-- begin Records --

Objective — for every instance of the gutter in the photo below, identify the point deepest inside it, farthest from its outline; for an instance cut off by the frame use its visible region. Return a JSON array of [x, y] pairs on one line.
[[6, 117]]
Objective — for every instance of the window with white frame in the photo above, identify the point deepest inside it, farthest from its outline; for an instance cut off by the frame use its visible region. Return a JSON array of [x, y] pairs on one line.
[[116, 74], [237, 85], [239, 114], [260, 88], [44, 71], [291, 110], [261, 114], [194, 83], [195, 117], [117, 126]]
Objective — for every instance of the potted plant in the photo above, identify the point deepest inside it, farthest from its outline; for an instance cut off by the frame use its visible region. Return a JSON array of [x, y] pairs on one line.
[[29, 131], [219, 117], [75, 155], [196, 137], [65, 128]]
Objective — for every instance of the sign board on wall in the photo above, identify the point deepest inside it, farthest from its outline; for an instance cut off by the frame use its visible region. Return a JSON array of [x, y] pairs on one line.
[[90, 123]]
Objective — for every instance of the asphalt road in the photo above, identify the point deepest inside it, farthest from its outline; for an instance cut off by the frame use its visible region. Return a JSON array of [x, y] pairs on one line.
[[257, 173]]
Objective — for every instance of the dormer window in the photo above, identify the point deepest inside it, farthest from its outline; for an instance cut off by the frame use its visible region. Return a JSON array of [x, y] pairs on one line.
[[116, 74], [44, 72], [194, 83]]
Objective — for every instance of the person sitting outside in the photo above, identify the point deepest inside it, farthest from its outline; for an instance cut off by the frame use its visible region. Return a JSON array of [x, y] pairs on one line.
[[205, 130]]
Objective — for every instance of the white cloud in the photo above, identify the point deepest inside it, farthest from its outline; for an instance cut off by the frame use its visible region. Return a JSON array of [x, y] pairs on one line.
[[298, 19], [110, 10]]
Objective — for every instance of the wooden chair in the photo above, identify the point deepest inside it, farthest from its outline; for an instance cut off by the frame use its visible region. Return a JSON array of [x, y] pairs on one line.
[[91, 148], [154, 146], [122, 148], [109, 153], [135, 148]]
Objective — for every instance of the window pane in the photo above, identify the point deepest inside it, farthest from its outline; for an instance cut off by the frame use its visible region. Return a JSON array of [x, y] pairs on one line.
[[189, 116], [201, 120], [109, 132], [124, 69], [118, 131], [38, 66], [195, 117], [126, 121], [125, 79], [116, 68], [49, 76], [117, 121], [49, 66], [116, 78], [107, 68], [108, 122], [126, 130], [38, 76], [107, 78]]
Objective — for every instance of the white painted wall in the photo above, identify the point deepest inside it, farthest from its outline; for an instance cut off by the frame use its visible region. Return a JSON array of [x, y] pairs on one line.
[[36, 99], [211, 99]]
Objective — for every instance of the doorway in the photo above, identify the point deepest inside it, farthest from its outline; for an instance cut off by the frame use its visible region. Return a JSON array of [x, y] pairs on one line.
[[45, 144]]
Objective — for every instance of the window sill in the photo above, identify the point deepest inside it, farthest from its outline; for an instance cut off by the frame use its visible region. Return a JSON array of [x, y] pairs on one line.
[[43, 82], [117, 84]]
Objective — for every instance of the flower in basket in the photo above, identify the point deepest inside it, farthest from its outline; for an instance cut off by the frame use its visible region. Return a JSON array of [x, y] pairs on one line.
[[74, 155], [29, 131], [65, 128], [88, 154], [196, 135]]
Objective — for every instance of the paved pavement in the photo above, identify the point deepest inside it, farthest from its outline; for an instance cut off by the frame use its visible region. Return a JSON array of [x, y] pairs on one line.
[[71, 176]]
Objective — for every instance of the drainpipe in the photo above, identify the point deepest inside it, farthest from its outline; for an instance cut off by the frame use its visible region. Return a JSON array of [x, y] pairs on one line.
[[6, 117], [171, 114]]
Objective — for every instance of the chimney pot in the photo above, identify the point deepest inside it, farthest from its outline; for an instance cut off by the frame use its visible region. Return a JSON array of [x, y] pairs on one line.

-- end Records --

Swap "Objective" for "Goal" throughout the rows above, and write every row out again with nothing else changed.

▶ Answer
Goal — for every instance of the gutter in the photo below, identify the point deepest inside it, farthest from its outline; for an instance cut off by the frame use its visible region. Return a JSON array of [x, y] pairs on one line.
[[6, 117]]
Goal — for every instance of the window with white frame in the photo above, identify the point deepest inside it, farthest from its outline; for an instance cut off by the frame use its visible region. Return a JSON array of [x, y] pairs on one line.
[[116, 74], [237, 85], [239, 114], [260, 88], [44, 71], [291, 110], [261, 114], [194, 83], [195, 117], [117, 126]]
Goal — for every instance of the potted plant in the photo above, identify the point deepest inside it, farthest from its outline; for an instance cut off by the frame use its visible region. Return a JSON array of [x, y] pairs on one line.
[[29, 131], [219, 117], [75, 155], [196, 137], [65, 128]]
Goal — for every instance of the sign board on wall in the photo above, identify the point deepest inside it, farthest from its outline; for an instance cut off by the frame use its visible region. Return a JSON array of [x, y] pairs on one line.
[[90, 123]]
Goal — for every instance of the asphalt road in the photo above, identify the point deepest inside it, farthest from its outline; for an instance cut off by the frame use its visible region. Return a JSON array of [x, y] pairs on one line.
[[257, 173]]
Goal — for every instance of the dormer window in the photo above, identify the point deepest inside it, farthest from its outline; for an instance cut off by the frame use its visible region. Return a JSON array of [x, y] pairs on one line.
[[116, 74], [44, 72], [194, 83]]
Goal — for every instance of the person sitting outside in the photo above, identify the point deepest inside it, farthest from its outline; for an instance cut off by the frame use its visible region. Return a JSON array of [x, y] pairs on one line.
[[205, 130]]
Goal — for every instance of the white cloud in the photo above, identify the point deepest inside it, farthest from its outline; for an instance cut off by the frame use its visible region. Return a JSON array of [x, y] pairs on one line.
[[298, 19], [110, 10]]
Goal — for every instance of the wooden chair in the photo above, identify the point deepest inside it, farthest from its outline; for an instance cut off by the frame use its visible region. Return a JSON array of [x, y] pairs on one line.
[[91, 148], [154, 146], [122, 148], [109, 153], [135, 148]]
Goal — for every instance of the window pane in the photo above, identify the point deepest inside it, farthest from its outline; for an instance cut off by the frame use its visible region. Return a JSON array of [x, y] pairs on one line.
[[189, 116], [201, 120], [109, 132], [124, 69], [118, 131], [38, 66], [195, 117], [126, 121], [125, 79], [116, 68], [49, 76], [117, 121], [49, 66], [116, 78], [107, 68], [108, 122], [126, 130], [38, 76], [107, 78]]
Goal — for every instance of the white painted wall in the photo above, identify the point deepest inside it, farthest from its outline; for an instance cut off by the frame use its visible region. Return a JSON array of [x, y] pairs on one line.
[[36, 99], [211, 99]]
Goal — for every instance of the doorway in the photo above, identify the point deepest inside it, farthest from its outline; for an instance cut off by the frame use its visible region. Return a JSON array of [x, y] pairs on one line.
[[45, 144]]
Goal — for every instance of the window sill in the photo above, identify the point deepest inside it, farthest from its outline; for an instance cut off by the frame use its visible region. Return a JSON array of [x, y] pairs on one line.
[[43, 82], [117, 84]]
Goal — for every instance of the flower in basket in the photo above, identify the point deepest inside it, farthest from its outline; for an instance cut off by the frame use its visible region. Return a JSON array of [x, y] pairs on one line.
[[74, 155], [29, 131], [65, 128], [88, 154], [196, 135]]
Goal — for every instance of the paved pavement in the photo above, identify the point deepest inside it, farthest from its outline; for an instance cut off by the frame use its visible region. Return a JSON array of [x, y] pairs on one line.
[[71, 176]]
Goal — for every instance of the drainpipe in the photo above, identify the point deepest inside it, farthest from its outline; for an instance cut off by the frame use its visible region. Return a JSON array of [x, y] pairs on one line.
[[6, 117], [171, 114]]
Goal — for every instance of the chimney pot in the photo above, identify the point deepest inside it, farthest from its outline; for an instance cut off by the frame use its visible region. Return a JSON array of [x, y] pairs on one line.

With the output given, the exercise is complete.